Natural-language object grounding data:
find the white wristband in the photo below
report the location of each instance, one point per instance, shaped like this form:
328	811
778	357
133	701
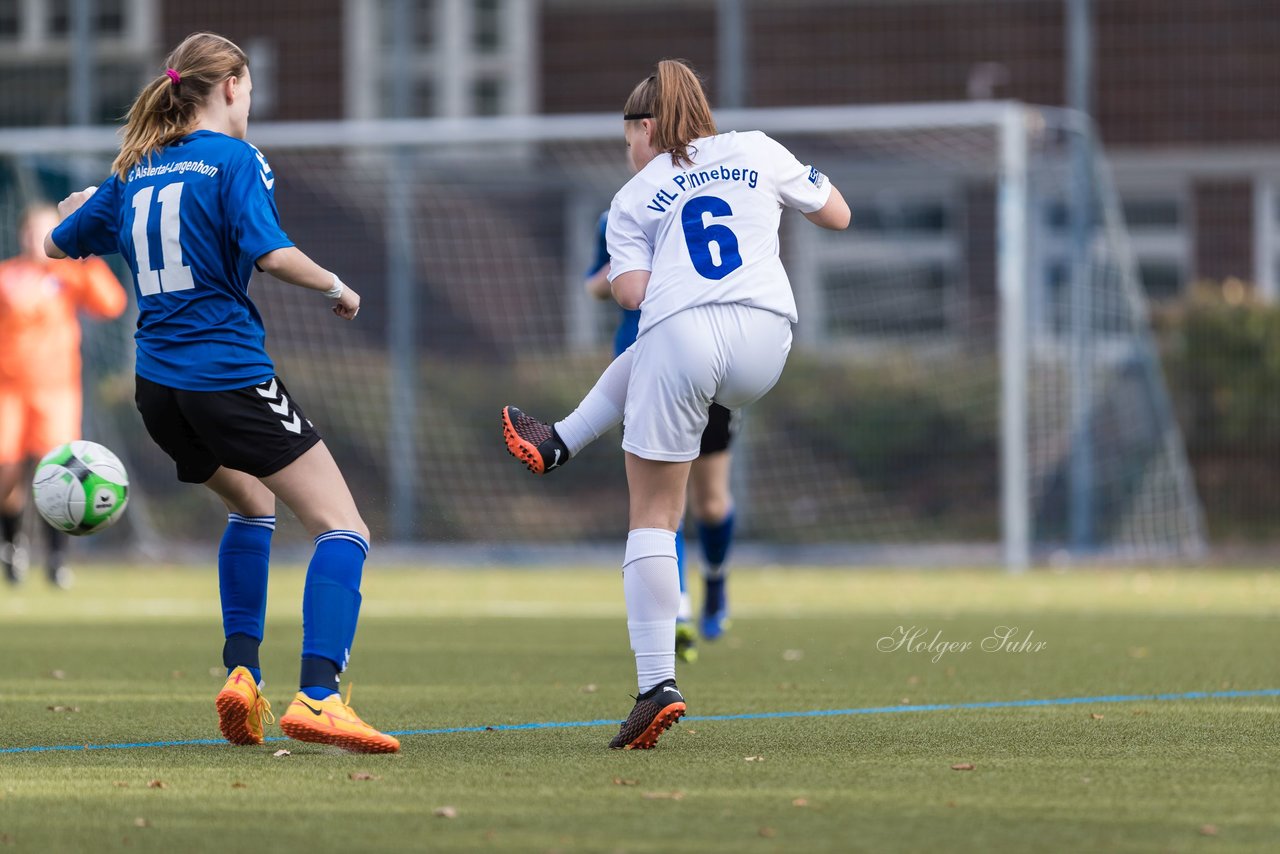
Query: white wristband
336	291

PROBLEM ▸
Without the pictures, return the whole of the data exactly as given.

ANSWER ▸
find the white wristband in the photo below
report the location of each instance, one point per instance, shaped like this form:
328	811
778	357
133	701
Query: white wristband
336	291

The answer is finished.